Your job is to report every line of the entries that has "below".
Records provided Block Start
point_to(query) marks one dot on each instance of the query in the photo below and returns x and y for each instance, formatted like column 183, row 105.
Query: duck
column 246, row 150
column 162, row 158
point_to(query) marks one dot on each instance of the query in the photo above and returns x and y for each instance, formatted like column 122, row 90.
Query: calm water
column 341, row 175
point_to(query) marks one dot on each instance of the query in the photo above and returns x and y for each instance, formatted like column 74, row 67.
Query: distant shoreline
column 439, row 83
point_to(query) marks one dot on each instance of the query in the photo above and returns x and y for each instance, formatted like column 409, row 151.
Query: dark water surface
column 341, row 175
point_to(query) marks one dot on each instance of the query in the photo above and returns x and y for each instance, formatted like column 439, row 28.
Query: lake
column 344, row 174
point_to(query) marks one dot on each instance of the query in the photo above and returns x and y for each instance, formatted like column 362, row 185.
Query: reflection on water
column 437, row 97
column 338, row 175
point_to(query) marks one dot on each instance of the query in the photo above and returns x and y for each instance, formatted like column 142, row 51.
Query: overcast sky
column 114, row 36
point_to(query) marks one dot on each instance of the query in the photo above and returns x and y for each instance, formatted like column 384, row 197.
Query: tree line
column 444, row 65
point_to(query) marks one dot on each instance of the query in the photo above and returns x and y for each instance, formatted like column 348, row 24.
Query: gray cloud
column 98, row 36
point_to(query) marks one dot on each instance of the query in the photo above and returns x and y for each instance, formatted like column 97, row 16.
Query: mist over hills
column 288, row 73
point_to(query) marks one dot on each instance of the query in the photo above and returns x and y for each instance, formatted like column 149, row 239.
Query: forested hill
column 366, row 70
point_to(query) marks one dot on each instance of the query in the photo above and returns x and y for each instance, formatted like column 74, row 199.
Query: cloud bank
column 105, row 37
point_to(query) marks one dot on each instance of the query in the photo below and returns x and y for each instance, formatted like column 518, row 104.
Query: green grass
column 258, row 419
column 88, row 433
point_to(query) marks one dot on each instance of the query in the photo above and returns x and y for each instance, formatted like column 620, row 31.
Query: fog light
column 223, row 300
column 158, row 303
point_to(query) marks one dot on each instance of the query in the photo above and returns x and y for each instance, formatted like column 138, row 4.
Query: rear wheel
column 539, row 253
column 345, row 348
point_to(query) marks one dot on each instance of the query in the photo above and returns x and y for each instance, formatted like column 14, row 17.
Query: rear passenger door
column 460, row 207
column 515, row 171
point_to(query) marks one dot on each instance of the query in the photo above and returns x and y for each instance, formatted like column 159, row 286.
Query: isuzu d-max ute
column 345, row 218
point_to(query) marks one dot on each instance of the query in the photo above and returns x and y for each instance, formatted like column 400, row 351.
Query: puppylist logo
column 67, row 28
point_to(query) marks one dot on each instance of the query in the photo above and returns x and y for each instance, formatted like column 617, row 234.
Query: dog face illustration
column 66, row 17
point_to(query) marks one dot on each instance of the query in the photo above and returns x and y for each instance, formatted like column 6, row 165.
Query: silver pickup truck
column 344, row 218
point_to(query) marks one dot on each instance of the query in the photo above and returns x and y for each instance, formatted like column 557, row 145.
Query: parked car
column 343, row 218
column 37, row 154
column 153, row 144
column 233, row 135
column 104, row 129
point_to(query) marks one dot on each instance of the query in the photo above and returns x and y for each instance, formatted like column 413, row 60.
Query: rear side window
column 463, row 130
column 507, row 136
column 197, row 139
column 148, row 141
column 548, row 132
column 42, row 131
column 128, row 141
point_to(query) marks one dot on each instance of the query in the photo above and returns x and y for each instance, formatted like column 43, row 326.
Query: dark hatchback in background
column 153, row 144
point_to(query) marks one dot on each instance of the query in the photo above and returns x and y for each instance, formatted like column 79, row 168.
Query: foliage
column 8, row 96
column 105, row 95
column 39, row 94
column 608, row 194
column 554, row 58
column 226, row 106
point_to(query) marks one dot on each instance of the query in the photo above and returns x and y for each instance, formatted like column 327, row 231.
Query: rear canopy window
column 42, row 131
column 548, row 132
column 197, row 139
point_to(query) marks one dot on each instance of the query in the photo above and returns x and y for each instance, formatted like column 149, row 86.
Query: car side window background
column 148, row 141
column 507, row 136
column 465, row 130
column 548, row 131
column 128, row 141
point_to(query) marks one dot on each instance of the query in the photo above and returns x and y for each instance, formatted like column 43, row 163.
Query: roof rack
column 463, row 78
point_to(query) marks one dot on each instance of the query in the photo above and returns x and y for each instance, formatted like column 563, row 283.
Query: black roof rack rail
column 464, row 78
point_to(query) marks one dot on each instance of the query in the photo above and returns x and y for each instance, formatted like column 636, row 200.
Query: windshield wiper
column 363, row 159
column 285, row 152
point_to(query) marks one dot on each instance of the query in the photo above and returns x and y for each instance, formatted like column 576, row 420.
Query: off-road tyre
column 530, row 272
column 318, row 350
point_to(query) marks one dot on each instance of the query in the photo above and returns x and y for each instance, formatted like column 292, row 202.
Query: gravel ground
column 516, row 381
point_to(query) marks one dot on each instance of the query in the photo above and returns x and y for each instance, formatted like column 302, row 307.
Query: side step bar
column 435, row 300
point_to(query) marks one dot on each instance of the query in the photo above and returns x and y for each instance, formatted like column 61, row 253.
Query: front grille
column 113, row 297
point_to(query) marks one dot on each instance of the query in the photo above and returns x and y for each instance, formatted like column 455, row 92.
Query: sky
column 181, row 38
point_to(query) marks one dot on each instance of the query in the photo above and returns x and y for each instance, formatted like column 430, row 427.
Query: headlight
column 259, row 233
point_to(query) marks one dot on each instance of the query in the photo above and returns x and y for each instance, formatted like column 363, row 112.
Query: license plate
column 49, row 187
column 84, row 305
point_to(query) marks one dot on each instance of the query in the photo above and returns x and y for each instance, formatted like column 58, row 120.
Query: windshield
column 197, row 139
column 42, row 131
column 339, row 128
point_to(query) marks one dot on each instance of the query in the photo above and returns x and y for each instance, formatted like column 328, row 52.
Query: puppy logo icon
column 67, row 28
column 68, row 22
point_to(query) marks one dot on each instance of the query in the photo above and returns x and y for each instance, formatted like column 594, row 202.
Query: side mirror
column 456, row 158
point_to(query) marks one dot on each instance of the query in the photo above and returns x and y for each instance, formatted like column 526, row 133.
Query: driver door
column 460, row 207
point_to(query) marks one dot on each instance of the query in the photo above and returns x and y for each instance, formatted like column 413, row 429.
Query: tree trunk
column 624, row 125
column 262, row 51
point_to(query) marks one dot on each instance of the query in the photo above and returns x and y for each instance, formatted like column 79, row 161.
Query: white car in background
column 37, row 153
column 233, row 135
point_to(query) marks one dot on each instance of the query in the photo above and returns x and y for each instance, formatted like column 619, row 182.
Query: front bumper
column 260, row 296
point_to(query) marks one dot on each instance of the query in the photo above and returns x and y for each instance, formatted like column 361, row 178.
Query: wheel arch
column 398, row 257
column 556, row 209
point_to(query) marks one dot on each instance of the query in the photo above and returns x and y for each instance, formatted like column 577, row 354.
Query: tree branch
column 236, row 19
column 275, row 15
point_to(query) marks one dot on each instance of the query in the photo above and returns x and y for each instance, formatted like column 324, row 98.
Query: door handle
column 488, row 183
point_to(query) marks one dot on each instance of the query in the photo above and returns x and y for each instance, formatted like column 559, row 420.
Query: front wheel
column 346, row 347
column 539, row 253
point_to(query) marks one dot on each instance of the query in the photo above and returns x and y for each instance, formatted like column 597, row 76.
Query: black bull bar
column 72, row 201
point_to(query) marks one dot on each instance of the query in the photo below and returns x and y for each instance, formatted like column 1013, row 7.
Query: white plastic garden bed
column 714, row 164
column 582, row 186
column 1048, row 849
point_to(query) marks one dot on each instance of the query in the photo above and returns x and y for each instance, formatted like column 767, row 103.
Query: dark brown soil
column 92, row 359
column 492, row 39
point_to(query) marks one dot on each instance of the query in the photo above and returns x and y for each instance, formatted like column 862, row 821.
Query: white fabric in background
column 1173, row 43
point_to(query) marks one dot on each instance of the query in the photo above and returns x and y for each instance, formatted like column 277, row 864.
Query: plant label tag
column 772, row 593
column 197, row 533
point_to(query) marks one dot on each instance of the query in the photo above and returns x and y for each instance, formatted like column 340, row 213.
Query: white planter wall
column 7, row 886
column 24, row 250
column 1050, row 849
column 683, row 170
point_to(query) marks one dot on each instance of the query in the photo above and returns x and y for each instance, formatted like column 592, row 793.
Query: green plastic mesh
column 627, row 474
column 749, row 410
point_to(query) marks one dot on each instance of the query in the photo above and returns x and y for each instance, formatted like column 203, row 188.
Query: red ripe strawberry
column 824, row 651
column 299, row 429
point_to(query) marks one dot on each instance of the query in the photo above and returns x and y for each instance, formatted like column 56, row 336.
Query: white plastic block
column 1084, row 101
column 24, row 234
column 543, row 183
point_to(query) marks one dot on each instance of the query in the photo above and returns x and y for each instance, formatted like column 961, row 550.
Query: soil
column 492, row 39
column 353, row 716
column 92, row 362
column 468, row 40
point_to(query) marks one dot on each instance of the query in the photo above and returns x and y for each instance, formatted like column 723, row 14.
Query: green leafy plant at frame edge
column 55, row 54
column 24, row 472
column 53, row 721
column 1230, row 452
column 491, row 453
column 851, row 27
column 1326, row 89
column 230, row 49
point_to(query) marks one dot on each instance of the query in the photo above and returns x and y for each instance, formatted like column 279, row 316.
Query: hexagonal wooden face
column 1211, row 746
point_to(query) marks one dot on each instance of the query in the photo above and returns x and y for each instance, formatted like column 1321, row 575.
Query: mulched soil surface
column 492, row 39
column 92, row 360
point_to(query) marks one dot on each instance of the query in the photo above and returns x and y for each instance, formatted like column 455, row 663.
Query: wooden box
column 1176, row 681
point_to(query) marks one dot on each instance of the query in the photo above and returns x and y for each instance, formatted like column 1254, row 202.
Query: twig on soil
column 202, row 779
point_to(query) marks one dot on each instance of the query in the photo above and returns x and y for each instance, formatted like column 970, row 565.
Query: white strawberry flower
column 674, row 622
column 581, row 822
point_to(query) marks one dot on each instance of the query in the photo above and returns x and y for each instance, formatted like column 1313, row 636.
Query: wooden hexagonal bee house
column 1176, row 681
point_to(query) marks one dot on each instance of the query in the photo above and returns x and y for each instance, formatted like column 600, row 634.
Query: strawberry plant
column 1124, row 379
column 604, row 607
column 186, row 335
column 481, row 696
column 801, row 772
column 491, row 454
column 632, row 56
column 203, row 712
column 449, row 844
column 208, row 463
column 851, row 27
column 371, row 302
Records provided Block End
- **Response**
point_to(query) marks one dot on each instance of the query in the photo below and returns x and y for each instance, formatted like column 183, row 105.
point_to(query) marks one dot on each instance of the query in the photo below and returns x and y for each instance, formatted like column 518, row 104.
point_to(query) marks one dot on each instance of the query in the photo below and returns x and y for each instance, formatted like column 1013, row 7.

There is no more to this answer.